The expected output is the full data, repeated exactly, without pictures.

[RECORD EXTRACTS — start]

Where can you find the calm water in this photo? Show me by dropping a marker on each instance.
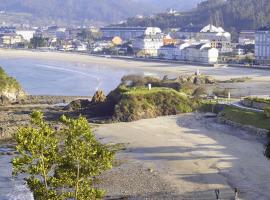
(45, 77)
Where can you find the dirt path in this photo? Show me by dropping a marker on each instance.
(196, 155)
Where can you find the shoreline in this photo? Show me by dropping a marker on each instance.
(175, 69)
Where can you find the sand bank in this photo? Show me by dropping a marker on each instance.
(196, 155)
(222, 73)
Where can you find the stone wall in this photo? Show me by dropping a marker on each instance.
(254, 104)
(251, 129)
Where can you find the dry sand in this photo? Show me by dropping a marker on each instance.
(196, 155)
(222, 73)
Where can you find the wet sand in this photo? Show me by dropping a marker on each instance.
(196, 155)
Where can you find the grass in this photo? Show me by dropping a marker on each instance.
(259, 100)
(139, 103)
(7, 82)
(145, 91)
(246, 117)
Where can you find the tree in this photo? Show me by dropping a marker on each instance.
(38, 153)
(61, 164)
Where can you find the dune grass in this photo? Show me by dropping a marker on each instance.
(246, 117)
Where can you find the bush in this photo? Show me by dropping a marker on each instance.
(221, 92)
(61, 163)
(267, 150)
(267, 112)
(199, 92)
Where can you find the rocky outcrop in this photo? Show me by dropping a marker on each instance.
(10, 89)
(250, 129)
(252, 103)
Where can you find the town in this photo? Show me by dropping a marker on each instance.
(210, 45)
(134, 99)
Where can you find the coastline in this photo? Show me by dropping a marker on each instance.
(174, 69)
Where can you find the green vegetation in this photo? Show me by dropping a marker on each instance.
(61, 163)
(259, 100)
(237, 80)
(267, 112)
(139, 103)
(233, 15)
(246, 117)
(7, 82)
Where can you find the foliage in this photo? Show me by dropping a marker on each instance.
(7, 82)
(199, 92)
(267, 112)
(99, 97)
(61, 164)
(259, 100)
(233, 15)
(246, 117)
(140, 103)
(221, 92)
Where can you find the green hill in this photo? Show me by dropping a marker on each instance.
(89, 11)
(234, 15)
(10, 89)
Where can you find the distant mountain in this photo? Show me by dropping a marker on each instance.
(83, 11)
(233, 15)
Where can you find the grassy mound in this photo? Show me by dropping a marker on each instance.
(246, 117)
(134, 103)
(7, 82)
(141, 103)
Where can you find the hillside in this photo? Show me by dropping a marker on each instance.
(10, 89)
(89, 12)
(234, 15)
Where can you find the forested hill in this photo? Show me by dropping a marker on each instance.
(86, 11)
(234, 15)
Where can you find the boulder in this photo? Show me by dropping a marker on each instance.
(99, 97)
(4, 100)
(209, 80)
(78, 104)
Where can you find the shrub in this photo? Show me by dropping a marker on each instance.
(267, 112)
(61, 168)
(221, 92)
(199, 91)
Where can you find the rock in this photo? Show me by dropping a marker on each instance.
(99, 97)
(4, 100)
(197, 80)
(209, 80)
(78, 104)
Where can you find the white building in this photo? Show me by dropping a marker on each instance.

[RECORD EXTRACTS — finish]

__WRITTEN ANSWER__
Where can you find the calm water in this photo? Show me by dropping a marker on each instance.
(45, 77)
Where can you find the dirt path in this photo? Show me by dropping a marker on each instance.
(196, 155)
Where can you find the shoreline in this photo? Show me by dropping a marker on each instance.
(175, 69)
Where can you find the sand bank in this photo? Show me by dropping a marker on each instance.
(196, 155)
(222, 73)
Where can you find the stone wall in this photo? Show me by dropping a marker on each instance.
(254, 104)
(251, 129)
Where can you find the dry sand in this photo? Show me by dropping a marker on each instance.
(196, 155)
(222, 73)
Where can you find the wet sand in this photo? Show me by dropping a marker on each instance.
(196, 155)
Where can you find the grass in this photo? Show me by dropping a marker on each instance.
(259, 100)
(139, 103)
(7, 82)
(145, 91)
(246, 117)
Where can you find the tree in this photo? Show me by dropping a marker on each instance.
(38, 153)
(61, 164)
Where can you find the dune grass in this photo? Show me by dropping a marker on each instance.
(246, 117)
Where can you find the bush in this photo? Show me by dropping a marker on each instance.
(221, 92)
(61, 163)
(267, 150)
(267, 112)
(199, 92)
Where can you find the rocky outcrop in this photo? Show me by dropping a marker on each instance.
(10, 89)
(250, 129)
(252, 103)
Where can you find the town in this photo? Show me by dropping a marker on each instance.
(210, 45)
(134, 99)
Where can you find the coastline in this photo? Show me by dropping a marker on each instance.
(174, 69)
Where can you find the green vegetation in this photo? Show me by dropping a marker on each instance.
(61, 163)
(259, 100)
(237, 80)
(267, 112)
(139, 103)
(233, 15)
(246, 117)
(7, 82)
Where can you find the foliage in this photo? Show me by dropping a marker on each instance.
(7, 82)
(199, 92)
(267, 112)
(99, 97)
(61, 164)
(259, 100)
(233, 15)
(246, 117)
(140, 103)
(221, 92)
Where can you find the green hill in this photo? Show me by dropping a marker on each instance.
(89, 11)
(234, 15)
(10, 89)
Where can you find the distant mountain in this photo? Show me by dropping a marker on each instance.
(83, 11)
(233, 15)
Where can you find the grassy mound in this photo? Show me by dropping a marker on each instance.
(246, 117)
(134, 103)
(7, 82)
(141, 103)
Where can you find the hillside in this photo? Show me by dropping a marker on each instance.
(10, 89)
(89, 12)
(234, 15)
Where can you find the forested hill in this photo? Show me by dropping a marker on each instance.
(86, 11)
(234, 15)
Where can you find the boulder in this photo? Show me by dropping a marker on each instance.
(99, 97)
(4, 100)
(209, 80)
(78, 104)
Where can you find the shrub in this photo? Show me by dropping a marker on each instance.
(267, 112)
(61, 168)
(221, 92)
(199, 91)
Where can you find the rock in this photo? Show me by dropping a marker on each instance.
(99, 97)
(4, 100)
(197, 80)
(209, 80)
(78, 104)
Where can you find the white building in this photo? Show me by dropping a marker on each instance.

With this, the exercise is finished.